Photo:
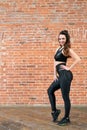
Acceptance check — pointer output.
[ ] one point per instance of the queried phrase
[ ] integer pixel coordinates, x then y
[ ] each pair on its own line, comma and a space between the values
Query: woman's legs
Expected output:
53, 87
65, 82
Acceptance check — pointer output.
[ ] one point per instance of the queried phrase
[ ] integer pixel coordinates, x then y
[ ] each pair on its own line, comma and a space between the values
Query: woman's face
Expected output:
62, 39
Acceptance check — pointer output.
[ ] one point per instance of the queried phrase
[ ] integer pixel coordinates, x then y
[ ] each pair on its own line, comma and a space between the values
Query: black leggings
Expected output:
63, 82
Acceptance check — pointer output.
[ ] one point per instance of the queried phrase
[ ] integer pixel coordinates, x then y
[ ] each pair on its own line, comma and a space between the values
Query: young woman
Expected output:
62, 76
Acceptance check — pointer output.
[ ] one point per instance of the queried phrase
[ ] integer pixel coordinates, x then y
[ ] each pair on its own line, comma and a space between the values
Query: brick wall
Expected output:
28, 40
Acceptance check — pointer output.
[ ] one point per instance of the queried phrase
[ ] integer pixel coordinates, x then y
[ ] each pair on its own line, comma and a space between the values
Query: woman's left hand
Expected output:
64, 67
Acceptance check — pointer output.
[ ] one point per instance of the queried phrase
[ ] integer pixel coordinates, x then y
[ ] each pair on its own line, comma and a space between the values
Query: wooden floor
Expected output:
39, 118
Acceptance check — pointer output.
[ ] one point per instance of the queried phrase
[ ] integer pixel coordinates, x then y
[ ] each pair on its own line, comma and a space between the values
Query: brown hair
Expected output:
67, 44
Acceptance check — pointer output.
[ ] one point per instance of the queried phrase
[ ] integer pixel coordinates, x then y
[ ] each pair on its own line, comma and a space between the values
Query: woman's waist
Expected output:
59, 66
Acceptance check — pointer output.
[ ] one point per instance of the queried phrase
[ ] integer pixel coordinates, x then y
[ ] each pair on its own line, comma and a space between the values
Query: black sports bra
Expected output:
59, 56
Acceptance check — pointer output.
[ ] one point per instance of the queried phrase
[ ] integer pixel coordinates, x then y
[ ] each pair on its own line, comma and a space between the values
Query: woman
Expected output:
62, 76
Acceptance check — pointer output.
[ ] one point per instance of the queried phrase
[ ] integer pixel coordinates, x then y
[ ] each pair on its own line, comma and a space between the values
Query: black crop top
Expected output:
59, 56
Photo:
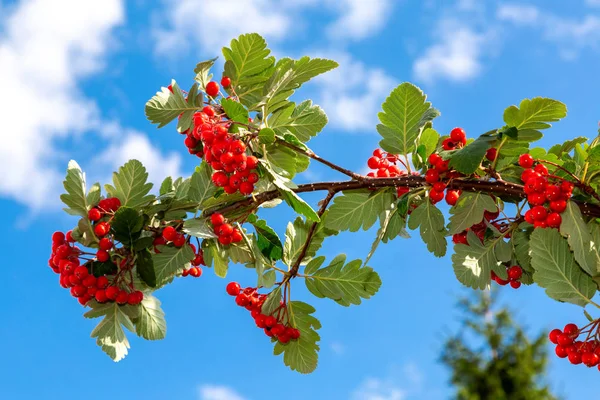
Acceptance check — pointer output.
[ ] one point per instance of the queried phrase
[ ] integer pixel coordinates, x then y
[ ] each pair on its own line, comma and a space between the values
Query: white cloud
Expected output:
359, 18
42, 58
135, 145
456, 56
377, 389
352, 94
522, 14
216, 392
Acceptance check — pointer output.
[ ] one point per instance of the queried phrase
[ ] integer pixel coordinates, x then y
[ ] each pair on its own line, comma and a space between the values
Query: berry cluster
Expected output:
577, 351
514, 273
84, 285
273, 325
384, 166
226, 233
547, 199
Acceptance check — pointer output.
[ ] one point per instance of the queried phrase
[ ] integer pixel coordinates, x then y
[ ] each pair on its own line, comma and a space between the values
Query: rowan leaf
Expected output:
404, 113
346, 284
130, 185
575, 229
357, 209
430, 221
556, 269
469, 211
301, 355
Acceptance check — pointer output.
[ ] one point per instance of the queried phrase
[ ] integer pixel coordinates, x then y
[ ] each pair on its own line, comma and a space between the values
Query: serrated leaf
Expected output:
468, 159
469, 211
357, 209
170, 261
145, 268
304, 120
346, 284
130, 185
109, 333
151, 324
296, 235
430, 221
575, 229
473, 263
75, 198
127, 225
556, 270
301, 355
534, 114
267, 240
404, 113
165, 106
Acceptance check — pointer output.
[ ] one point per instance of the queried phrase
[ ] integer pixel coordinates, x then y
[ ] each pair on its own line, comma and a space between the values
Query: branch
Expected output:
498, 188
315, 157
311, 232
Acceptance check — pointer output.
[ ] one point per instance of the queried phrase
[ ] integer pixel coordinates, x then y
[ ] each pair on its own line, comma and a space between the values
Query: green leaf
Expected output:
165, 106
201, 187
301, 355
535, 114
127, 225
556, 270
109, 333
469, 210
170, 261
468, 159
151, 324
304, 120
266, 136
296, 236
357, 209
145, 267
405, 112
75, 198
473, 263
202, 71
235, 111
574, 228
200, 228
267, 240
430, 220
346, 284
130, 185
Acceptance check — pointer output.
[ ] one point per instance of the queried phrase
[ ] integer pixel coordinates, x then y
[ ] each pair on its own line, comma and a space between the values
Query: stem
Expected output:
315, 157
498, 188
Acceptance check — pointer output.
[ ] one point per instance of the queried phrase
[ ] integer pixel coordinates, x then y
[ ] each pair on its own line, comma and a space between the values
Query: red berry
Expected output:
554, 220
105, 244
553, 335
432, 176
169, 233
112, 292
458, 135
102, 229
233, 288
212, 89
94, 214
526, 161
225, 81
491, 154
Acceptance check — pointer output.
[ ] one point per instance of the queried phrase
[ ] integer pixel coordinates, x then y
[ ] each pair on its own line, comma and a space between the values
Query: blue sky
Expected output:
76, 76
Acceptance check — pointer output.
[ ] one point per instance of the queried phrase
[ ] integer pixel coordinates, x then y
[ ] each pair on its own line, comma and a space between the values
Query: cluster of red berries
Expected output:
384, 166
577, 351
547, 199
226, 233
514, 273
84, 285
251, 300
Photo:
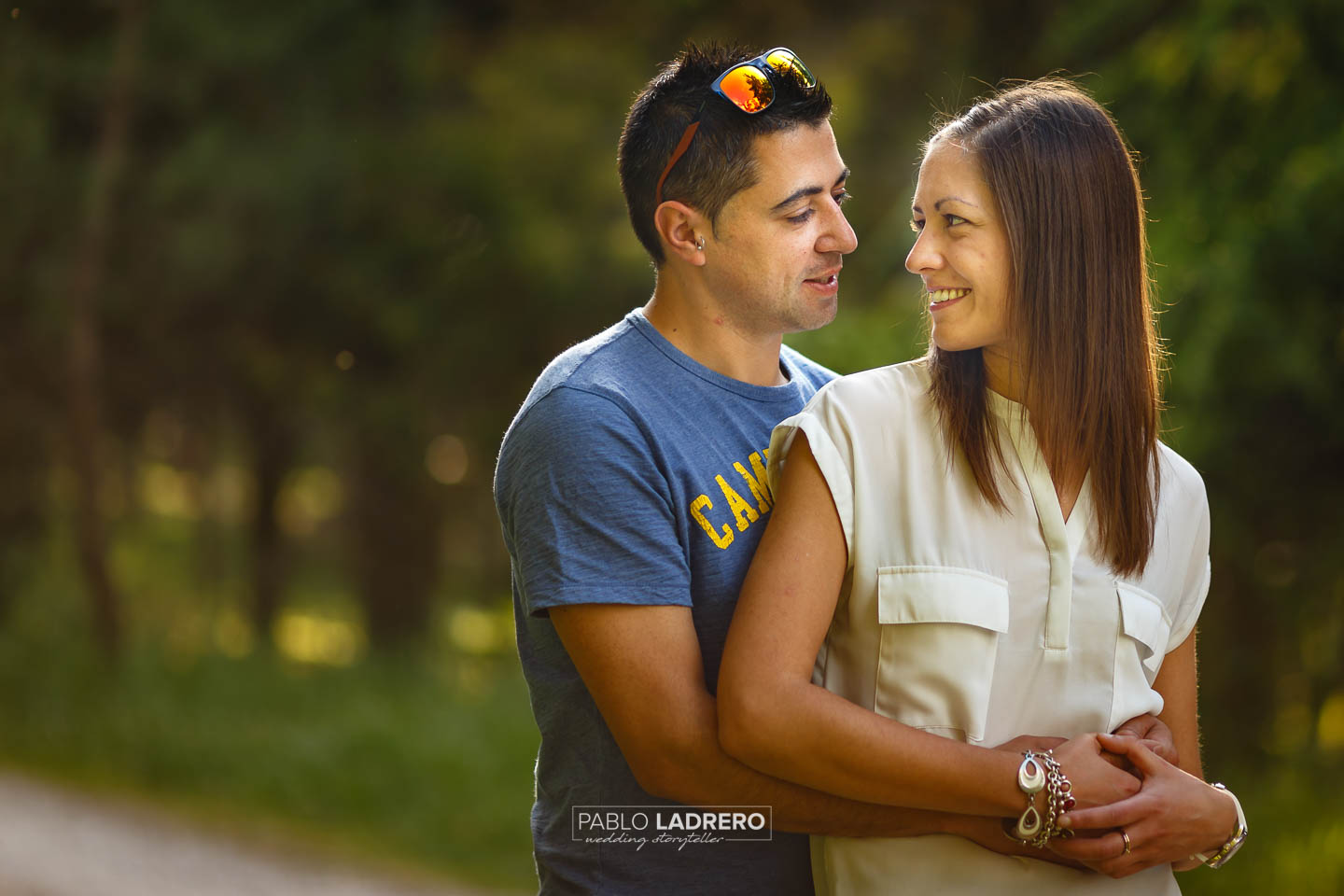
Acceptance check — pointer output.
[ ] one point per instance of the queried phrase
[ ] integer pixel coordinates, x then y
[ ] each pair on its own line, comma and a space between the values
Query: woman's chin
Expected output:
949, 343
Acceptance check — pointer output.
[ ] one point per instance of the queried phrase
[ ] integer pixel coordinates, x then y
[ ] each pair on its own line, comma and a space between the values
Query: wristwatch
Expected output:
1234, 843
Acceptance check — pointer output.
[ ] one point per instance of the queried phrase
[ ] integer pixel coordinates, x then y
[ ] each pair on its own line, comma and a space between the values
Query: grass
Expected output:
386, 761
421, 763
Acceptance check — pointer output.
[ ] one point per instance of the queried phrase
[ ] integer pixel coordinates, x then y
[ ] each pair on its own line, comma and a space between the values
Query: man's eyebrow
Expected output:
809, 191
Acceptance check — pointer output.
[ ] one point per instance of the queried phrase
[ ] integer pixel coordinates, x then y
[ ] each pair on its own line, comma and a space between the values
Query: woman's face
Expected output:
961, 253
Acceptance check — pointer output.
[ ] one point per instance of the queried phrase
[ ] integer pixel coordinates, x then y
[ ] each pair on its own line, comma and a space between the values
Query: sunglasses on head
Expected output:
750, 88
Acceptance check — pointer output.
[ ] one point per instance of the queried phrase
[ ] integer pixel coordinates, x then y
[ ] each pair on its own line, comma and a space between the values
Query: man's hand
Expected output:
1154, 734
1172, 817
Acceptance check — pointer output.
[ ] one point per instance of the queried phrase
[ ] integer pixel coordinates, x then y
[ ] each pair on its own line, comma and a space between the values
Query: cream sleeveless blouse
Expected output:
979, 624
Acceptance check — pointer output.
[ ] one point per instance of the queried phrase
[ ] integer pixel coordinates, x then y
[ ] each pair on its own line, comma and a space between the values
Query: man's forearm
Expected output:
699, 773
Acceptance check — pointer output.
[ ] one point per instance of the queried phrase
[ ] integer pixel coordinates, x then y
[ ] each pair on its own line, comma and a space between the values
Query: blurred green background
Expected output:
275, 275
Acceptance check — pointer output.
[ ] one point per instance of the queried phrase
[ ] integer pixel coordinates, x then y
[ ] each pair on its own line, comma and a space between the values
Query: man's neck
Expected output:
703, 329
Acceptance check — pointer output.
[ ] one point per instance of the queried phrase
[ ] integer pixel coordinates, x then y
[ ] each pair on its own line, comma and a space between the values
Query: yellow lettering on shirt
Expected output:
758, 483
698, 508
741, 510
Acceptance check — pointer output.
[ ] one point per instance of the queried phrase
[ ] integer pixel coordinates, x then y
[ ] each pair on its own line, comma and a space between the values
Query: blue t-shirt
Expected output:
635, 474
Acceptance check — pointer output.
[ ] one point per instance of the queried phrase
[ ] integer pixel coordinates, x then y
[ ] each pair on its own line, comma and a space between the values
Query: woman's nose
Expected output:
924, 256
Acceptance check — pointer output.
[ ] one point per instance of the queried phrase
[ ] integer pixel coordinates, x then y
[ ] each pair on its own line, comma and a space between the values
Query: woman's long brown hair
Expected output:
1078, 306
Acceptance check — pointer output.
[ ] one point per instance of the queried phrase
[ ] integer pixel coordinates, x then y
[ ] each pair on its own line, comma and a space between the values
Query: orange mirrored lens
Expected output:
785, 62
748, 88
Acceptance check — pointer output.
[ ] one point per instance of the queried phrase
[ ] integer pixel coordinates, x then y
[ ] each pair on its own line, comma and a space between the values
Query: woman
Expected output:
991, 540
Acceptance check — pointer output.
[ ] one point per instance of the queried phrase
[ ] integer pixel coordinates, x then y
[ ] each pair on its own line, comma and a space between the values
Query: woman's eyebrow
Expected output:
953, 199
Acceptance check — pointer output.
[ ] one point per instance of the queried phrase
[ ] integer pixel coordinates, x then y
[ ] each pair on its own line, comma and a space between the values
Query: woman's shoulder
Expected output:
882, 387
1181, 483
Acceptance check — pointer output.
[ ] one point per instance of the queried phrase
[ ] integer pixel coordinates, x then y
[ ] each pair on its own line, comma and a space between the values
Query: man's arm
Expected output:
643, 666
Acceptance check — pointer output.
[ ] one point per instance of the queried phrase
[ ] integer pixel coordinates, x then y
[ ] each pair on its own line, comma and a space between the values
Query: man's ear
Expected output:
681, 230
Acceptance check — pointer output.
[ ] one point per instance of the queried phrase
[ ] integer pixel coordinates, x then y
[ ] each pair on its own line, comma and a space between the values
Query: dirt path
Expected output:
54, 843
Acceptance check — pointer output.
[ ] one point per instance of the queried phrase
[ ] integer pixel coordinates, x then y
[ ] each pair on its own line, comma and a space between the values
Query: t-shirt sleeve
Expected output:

•••••

Written request:
State how many lines of the records above contain the word "leaf", giving only the number.

Full solution:
3